(Annotation records)

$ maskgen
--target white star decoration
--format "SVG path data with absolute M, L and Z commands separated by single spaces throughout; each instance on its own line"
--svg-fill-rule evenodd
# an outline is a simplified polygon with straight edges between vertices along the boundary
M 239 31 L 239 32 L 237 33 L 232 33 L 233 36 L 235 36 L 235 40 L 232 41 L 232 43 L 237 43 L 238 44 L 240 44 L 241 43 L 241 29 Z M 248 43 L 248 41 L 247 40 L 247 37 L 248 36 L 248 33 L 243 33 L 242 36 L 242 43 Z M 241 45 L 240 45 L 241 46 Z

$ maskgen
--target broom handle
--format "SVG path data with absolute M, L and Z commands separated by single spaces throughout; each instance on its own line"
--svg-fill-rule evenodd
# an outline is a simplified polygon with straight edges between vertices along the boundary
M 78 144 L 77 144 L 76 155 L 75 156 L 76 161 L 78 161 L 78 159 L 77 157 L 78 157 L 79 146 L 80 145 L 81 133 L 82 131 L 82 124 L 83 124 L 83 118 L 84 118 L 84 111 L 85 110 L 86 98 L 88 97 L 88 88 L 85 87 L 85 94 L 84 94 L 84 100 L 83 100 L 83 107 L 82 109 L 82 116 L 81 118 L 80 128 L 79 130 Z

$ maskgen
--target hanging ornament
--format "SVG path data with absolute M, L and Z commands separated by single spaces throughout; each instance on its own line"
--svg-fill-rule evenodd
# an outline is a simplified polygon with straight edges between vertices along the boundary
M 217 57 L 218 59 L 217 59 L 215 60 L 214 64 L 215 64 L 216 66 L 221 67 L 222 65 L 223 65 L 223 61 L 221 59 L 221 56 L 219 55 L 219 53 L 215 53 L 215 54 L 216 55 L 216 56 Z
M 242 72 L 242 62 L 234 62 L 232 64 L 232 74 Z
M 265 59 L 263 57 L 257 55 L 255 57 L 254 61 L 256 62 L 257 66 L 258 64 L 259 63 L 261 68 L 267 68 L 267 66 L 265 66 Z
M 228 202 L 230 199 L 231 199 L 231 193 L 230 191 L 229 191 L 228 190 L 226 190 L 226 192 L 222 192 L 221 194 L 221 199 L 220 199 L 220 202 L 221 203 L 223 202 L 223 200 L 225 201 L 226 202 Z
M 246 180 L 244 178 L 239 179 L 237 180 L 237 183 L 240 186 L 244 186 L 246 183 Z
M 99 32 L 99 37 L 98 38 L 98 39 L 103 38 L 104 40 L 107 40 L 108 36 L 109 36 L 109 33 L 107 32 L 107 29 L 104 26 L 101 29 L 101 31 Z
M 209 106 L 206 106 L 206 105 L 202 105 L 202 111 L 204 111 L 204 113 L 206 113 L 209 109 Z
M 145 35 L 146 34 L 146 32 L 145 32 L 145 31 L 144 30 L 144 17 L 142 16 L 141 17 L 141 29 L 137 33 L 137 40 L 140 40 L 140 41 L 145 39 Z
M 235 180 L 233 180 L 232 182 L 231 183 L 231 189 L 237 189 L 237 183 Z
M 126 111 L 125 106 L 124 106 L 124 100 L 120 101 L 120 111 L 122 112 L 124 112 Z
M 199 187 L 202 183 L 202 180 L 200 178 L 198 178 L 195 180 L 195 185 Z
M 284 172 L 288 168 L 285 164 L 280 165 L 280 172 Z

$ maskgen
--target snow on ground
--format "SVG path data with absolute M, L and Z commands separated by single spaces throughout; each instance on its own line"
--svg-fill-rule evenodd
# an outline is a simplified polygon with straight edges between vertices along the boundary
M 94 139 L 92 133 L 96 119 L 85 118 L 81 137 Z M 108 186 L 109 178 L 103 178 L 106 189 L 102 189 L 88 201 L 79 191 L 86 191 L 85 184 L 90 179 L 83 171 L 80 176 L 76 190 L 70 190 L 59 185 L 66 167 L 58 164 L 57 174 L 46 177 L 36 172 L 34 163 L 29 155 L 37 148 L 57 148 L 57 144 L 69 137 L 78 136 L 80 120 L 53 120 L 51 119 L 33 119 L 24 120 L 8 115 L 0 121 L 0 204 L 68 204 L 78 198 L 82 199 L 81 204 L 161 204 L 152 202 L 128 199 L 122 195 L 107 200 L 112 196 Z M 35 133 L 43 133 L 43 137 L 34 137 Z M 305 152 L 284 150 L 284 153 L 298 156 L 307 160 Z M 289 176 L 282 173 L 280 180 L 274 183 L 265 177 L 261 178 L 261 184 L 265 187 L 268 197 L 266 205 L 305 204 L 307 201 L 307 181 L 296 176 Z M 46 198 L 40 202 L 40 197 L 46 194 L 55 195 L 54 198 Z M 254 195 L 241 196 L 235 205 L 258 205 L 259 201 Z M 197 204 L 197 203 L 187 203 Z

GIVEN TASK:
Reproduce all of the material above with "straight edges" swapped for "line segments" wherever it occurs, keeping every other character the same.

FULL OUTPUT:
$ maskgen
--target white star decoration
--format "SVG path data with absolute M, L and Z commands separated by single spaces throughout; each instance on its own line"
--svg-fill-rule evenodd
# an outline is a simplified polygon with line segments between vertices along the boundary
M 239 31 L 239 32 L 237 33 L 232 33 L 233 36 L 235 36 L 235 40 L 232 41 L 232 43 L 237 43 L 238 44 L 240 44 L 241 43 L 241 29 Z M 248 43 L 248 41 L 247 40 L 247 37 L 248 36 L 248 33 L 243 33 L 242 36 L 242 43 Z M 241 45 L 240 45 L 241 46 Z

$ maskgen
--target broom handle
--format "SVG path data with absolute M, L and Z commands separated by single spaces throughout; each instance on its own line"
--svg-fill-rule evenodd
# an outline is a simplified polygon with line segments between vertices along the boundary
M 78 144 L 77 144 L 76 155 L 75 156 L 76 161 L 78 161 L 78 159 L 77 157 L 78 157 L 79 146 L 80 145 L 81 133 L 82 131 L 82 124 L 83 124 L 83 118 L 84 118 L 84 111 L 85 110 L 86 98 L 88 97 L 88 88 L 85 87 L 85 94 L 84 94 L 84 100 L 83 100 L 83 107 L 82 109 L 82 116 L 81 118 L 80 128 L 79 130 Z

$ maskgen
--target hanging ornament
--format "SVG path data with absolute M, L and Z commands separated by single spaces throughout; each instance on its own line"
--svg-fill-rule evenodd
# an outline is a simplified polygon with line segments between vertices along the boundary
M 217 57 L 218 59 L 217 59 L 215 60 L 214 64 L 215 64 L 216 66 L 221 67 L 222 65 L 223 65 L 223 61 L 221 59 L 221 56 L 219 55 L 219 53 L 215 53 L 215 54 L 216 55 L 216 56 Z
M 242 72 L 242 62 L 234 62 L 232 64 L 232 74 Z
M 265 59 L 263 57 L 257 55 L 255 57 L 254 61 L 256 62 L 257 66 L 258 64 L 259 63 L 261 68 L 267 68 L 267 66 L 265 66 Z
M 228 202 L 230 199 L 231 199 L 231 193 L 230 191 L 229 191 L 228 190 L 226 190 L 226 192 L 222 192 L 221 194 L 221 199 L 220 199 L 220 202 L 221 203 L 223 202 L 223 200 L 225 201 L 226 202 Z
M 246 180 L 244 178 L 239 179 L 237 180 L 237 183 L 240 186 L 244 186 L 246 183 Z
M 99 32 L 99 37 L 98 38 L 98 39 L 103 38 L 104 40 L 107 40 L 108 36 L 109 36 L 109 33 L 107 32 L 107 29 L 104 26 L 101 29 L 101 31 Z
M 209 106 L 206 106 L 206 105 L 202 105 L 202 111 L 204 111 L 204 113 L 206 113 L 209 109 Z
M 145 35 L 146 34 L 146 32 L 145 32 L 145 31 L 144 30 L 144 17 L 142 16 L 141 17 L 141 29 L 137 33 L 137 40 L 140 40 L 140 41 L 145 39 Z
M 235 180 L 233 180 L 232 182 L 231 183 L 231 189 L 237 189 L 237 183 Z
M 126 111 L 125 106 L 124 106 L 124 100 L 120 101 L 120 111 L 122 112 L 124 112 Z
M 199 187 L 202 183 L 202 180 L 200 178 L 198 178 L 195 180 L 195 185 Z
M 284 172 L 288 168 L 285 164 L 280 165 L 280 172 Z

$ maskgen
--target snow on ground
--format "SVG path data with absolute M, L and Z commands separated by single spaces throughout; each instance on its own line"
--svg-fill-rule evenodd
# an outline is a simplified polygon with line segments between vertices along the boundary
M 94 139 L 92 133 L 96 119 L 85 118 L 81 137 Z M 108 186 L 109 178 L 103 178 L 106 189 L 102 189 L 88 201 L 79 191 L 86 191 L 85 184 L 90 179 L 83 171 L 80 176 L 76 190 L 70 190 L 59 185 L 66 167 L 58 164 L 57 174 L 46 177 L 36 172 L 34 163 L 29 155 L 37 148 L 57 148 L 57 144 L 69 137 L 78 136 L 80 120 L 53 120 L 51 119 L 33 119 L 24 120 L 8 115 L 0 121 L 0 204 L 68 204 L 78 198 L 82 199 L 81 204 L 161 204 L 152 202 L 128 199 L 122 195 L 107 200 L 112 196 Z M 35 133 L 43 133 L 43 137 L 34 137 Z M 305 152 L 284 150 L 284 153 L 298 156 L 307 160 Z M 289 176 L 282 173 L 280 180 L 274 183 L 265 177 L 261 178 L 261 184 L 265 187 L 268 197 L 266 205 L 305 204 L 307 201 L 307 181 L 296 176 Z M 46 198 L 40 202 L 40 197 L 46 194 L 55 195 L 54 198 Z M 254 195 L 241 196 L 235 205 L 258 205 L 259 201 Z M 197 204 L 197 203 L 187 203 Z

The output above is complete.